▶ _DIRECTION_
Find every line in the entries below that contains the string "green", and copy each of those lines. Case counts.

§ §

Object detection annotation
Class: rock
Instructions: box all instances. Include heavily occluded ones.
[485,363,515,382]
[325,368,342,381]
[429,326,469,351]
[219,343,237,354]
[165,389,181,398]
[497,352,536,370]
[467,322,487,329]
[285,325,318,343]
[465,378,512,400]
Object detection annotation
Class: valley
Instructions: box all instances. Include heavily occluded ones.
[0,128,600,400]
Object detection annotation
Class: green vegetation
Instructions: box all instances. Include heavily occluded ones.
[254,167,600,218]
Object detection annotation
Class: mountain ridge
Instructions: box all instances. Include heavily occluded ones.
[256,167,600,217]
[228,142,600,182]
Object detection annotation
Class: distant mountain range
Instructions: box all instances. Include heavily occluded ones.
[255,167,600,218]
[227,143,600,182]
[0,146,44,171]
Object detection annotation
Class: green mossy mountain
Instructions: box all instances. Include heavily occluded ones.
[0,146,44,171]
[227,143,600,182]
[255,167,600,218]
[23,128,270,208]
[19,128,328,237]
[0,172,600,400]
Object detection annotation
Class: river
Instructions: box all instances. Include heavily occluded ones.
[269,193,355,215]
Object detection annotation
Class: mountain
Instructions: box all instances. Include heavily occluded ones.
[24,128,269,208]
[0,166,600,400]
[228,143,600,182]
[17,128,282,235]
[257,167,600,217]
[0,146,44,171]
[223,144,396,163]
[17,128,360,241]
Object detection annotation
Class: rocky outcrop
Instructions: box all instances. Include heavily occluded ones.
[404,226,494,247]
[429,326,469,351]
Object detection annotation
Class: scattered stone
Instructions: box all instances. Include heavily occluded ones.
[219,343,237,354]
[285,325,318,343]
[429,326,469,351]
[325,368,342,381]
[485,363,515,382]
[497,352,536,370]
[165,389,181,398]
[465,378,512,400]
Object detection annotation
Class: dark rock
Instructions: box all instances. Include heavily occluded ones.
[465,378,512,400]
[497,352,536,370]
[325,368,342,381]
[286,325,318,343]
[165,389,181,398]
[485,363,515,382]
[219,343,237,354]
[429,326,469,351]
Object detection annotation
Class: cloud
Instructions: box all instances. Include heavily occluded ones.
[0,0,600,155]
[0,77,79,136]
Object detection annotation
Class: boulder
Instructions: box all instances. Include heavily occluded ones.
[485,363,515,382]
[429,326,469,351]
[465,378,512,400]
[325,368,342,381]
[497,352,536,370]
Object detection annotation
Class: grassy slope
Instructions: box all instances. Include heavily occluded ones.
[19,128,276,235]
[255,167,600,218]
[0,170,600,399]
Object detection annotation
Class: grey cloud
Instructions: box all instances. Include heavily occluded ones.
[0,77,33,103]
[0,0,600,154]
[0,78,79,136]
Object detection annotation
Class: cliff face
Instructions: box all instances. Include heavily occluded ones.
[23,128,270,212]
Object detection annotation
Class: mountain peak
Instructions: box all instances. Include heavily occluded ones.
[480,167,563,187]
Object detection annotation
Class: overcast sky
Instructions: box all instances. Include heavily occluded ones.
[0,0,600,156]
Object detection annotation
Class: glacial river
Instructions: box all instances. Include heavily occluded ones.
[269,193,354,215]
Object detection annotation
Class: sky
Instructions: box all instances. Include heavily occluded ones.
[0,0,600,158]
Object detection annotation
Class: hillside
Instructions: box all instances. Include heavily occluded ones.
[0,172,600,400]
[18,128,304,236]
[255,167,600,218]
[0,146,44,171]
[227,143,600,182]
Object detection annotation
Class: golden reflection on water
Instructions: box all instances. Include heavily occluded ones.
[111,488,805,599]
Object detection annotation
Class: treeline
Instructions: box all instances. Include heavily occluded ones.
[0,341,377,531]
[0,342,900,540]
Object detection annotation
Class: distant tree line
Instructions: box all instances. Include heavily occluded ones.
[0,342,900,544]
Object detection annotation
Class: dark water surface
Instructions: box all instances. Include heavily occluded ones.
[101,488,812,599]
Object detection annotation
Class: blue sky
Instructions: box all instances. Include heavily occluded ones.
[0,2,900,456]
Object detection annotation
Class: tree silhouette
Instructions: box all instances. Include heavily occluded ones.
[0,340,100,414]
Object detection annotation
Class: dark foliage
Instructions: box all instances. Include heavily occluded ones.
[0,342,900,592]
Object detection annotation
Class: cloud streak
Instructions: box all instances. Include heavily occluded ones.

§ §

▶ _ANSWER FOR THE TASK_
Class: green vegetation
Class: green mossy mountain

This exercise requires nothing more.